## Görev Tanımı
Verilen metne göre aşağıdaki soruları yanıtlayın:
1. Buğday tanesi kadar çam çekirdeğinden dağ gibi çam ağacını halk eylemek neye delil olarak anılıyor?
2. Yazar, sizi ve muterizleri hangi eserin şeref ve haysiyetiyle temin ediyor?
3. Yazar, kendisine enaniyet ve benlik verilmediğini kaç senelik hayatıyla ispat ettiğini söylüyor?

## Verilen Metin
★ ★ ★ ★

Amma, benim gibi ehemmiyetsiz bir adamın elinde böyle ehemmiyetli bir eserin zuhur etmesini istiğrab ve istib'ad edip itiraz eden zat, eğer buğday tanesi kadar çam çekirdeğinden dağ gibi çam ağacını halk eylemek azamet ve kudret-i İlahiyeye delil olduğunu düşünse, elbette bizim gibi acz-i mutlak, fakr-ı mutlakta ve böyle ihtiyac-ı şedit zamanında böyle bir eserin zuhuru, "vüs'at-i rahmet-i İlahiyeye delildir" demeye mecbur olur.

Ben, sizi ve muterizleri Risale-i Nur'un şeref ve haysiyetiyle temin ediyorum ki, bu işaretler ve evliyanın imalı haberleri, remizleri beni daima şükre ve hamde ve kusurlarımdan istiğfara sevk etmiş. Hiçbir vakitte, hiçbir dakika, nefs-i emmareme medar-ı fahir ve gurur olacak bir enaniyet ve benlik vermediğini, size bu yirmi sene hayatımın göz önünde tereşşuhatıyla ispat ediyorum.

Evet, bu hakikatle berebar, insan kusurlardan, nisyandan, sehivden hâli değil. Benim bilmediğim çok kusurlarım var. Belki de fikrim karışmış, risalelerde hatalar da olmuş. Fakat, Kur'an'ın hurufât-ı kudsiyesinin yerine, beşerin tercümesini ikame perdesi altında, noksan huruflarla, yeni hat altında, tahrifkârâne, ehl-i dalâletin tevilât-ı fâsideleri âyâtın sarâhatini incitmelerine bakmıyor gibi; biçare, mazlum bir adamın, kardeşlerinin imanını kuvvetleştirmek için, bir nükte-i i'câziyeyi beyan ettiği için, hizmet-i imaniyesine fütur verecek derecede itiraz, elbette değil öyle zatlar, belki zerre miktarı insafı bulunan itiraz edemez.

★ ★ ★ ★

## Veri Listesi

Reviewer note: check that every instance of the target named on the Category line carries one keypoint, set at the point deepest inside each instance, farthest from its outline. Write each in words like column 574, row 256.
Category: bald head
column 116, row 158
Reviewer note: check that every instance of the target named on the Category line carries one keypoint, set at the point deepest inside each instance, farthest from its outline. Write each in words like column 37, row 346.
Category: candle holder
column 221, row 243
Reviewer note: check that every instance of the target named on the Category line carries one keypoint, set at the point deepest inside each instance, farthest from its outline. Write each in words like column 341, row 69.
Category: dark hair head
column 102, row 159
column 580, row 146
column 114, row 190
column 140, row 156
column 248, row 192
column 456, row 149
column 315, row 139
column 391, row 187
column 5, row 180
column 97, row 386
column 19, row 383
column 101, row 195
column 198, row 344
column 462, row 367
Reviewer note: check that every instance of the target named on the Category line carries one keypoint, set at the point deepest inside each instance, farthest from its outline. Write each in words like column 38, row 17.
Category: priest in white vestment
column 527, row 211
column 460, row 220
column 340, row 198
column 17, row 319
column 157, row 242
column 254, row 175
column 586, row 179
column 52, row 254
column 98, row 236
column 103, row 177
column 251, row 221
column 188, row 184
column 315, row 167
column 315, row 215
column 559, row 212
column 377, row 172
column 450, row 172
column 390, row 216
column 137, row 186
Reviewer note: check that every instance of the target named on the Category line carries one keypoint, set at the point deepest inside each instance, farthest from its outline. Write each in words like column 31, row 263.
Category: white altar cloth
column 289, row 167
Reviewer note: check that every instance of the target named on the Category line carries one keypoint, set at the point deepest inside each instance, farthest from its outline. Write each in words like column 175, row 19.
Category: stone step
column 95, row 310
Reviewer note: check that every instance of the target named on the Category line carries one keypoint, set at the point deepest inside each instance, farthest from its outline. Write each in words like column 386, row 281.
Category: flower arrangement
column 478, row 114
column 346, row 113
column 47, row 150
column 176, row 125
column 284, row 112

★ ★ ★ ★

## Görevin Sonucu
1. Azamet ve kudret-i İlahiyeye delil olarak anılıyor.
2. Risale-i Nur'un şeref ve haysiyetiyle temin ediyor.
3. Yirmi senelik hayatıyla ispat ettiğini söylüyor.